Stated task A —
Answer these questions about the forum thread on NLLU below, one per line:
(i) How many Paracrawl sentences were used in the first English → Italian run?
(ii) Which two languages were planned next?
(iii) Which component had the fault that misaligned some bitext pairs?

Passage provided —
# # # #

I’ve started working on NLLU (https://github.com/LibreTranslate/nllu) with the goal of running inference on NLLB at scale (and cheaply) to generate a corpus of backtranslated data for a variety of languages.
I’ve started running inference on 15 million Paracrawl sentences from English → Italian as a first run. It should take about a week.
I plan to generate data for Polish and Dutch next.
2 Likes
Awesome project!
When the Italian data is done I can train an OpenNMT model using the generated data to see if it’s an improvement over our current model.
2 Likes
10 million sentences translated. Just waiting on the last 5…
1 Like
CCMatrix trained a neural network to identify semantic similarity between sentences. Then they found parallel sentences that already existed on the web to use as translation data.
To address the significant computational challenges posed by comparing billions of sentences to determine which ones are mutual translations
I think this project is a sort of improvement on the CCMatrix approach enabled by better large language models. Instead of using a neural network to identify existing sentence pairs in web crawl data you’re using a neural network to generate the translation.
1 Like
Here’s the first dataset (Italian): https://nllu.libretranslate.com
1 Like
Dutch dataset in progress
1 Like
What’s interesting about these datasets is that since they all use the same source text, they can be mapped directly to one another, e.g. it’s possible to distill a Italian <=> Dutch dataset.
Note: I’ve found an alignment issue due to a fault in nllu-server, which was causing some bitext pairs to be misaligned. I’ve fixed this issue for both Italian and Dutch and I’m re-uploading the new datasets, so I recommend re-downloading the datasets for better training results.
2 Likes

# # # #

Stored records —
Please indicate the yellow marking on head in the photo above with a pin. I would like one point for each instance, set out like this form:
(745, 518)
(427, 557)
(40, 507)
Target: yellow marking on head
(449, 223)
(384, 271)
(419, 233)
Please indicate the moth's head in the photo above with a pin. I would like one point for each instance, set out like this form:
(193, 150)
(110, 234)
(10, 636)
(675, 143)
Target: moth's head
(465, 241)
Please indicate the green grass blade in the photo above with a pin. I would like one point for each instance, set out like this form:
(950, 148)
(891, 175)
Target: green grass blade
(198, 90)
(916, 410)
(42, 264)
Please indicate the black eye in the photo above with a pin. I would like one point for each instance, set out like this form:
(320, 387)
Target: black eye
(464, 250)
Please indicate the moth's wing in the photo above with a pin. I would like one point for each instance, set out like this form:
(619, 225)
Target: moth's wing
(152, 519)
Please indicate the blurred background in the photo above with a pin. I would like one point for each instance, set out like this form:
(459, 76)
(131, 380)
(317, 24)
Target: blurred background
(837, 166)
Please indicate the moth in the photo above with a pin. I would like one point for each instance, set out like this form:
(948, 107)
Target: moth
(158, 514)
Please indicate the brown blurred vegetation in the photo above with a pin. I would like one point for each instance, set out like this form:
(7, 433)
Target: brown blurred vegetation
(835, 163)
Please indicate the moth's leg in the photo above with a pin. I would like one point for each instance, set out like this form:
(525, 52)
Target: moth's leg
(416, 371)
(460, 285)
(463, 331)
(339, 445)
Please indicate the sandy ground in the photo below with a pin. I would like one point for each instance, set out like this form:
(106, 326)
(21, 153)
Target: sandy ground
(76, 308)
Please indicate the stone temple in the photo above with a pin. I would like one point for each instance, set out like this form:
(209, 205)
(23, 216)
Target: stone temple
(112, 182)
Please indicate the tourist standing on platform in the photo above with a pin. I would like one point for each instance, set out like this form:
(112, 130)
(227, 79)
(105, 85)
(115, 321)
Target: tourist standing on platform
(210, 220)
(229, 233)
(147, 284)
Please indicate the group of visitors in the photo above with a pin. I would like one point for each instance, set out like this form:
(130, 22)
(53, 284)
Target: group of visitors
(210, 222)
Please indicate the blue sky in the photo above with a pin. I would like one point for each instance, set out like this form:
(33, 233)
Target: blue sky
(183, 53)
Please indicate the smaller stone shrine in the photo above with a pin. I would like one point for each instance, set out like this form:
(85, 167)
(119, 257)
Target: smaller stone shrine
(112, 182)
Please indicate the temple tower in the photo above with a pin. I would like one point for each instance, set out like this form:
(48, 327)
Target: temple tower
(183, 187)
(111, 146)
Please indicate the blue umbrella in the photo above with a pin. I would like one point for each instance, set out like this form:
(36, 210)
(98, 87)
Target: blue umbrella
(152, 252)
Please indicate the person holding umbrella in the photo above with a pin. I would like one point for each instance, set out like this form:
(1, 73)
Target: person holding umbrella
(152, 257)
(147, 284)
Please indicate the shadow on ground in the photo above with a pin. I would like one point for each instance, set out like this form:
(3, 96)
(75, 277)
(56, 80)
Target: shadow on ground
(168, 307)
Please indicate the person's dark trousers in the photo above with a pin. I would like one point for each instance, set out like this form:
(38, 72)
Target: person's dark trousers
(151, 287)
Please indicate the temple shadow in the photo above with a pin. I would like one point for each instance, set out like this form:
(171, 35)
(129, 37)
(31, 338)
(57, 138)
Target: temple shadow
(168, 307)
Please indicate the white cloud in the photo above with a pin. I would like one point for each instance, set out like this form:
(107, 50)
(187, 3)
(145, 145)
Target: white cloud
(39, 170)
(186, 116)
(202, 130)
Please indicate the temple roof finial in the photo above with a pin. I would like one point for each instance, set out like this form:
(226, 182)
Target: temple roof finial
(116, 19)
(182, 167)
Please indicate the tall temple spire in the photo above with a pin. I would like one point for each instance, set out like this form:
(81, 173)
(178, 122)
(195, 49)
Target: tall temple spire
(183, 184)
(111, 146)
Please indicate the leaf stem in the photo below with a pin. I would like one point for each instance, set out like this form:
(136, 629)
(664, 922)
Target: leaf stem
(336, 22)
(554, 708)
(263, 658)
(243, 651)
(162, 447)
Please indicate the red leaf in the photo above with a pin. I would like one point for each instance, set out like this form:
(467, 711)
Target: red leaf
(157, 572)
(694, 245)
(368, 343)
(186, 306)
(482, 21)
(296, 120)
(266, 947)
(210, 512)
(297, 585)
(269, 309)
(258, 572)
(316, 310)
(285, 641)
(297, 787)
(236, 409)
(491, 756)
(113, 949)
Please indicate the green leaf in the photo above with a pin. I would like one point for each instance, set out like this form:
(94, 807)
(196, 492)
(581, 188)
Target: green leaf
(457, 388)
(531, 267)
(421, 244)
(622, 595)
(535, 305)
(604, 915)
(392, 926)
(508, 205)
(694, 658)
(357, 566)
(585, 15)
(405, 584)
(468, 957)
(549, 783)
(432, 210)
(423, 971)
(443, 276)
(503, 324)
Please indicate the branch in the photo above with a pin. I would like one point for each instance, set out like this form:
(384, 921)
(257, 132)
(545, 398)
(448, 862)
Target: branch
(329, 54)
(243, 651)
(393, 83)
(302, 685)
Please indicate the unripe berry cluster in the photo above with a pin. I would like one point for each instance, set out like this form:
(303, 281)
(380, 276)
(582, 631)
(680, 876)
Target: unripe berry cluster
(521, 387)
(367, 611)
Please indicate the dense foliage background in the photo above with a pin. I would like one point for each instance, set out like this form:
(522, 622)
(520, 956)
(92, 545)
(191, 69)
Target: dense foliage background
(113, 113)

# # # #

Stated task B —
Count the lines of the listing above that contain the string "finial". Give only the number.

Task output A —
(i) 15 million
(ii) Polish and Dutch
(iii) nllu-server

Task output B —
2